Records pointing to named objects
<<<<
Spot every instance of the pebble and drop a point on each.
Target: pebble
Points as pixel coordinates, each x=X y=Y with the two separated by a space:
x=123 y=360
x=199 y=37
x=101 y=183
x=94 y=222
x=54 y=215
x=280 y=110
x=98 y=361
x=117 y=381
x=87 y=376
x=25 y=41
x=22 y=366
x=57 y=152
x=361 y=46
>>>>
TASK OBJECTIVE
Rewrite the records above, changing "pebble" to "stone" wherever it occurs and keeping everything else the same.

RESULT OF THIS TASK
Spot every instance of the stone and drop a point on each.
Target: stone
Points as pixel coordinates, each x=X y=Y with the two separated by a space:
x=123 y=360
x=199 y=37
x=101 y=183
x=94 y=222
x=54 y=215
x=280 y=110
x=98 y=361
x=117 y=381
x=87 y=376
x=25 y=41
x=22 y=366
x=57 y=152
x=361 y=46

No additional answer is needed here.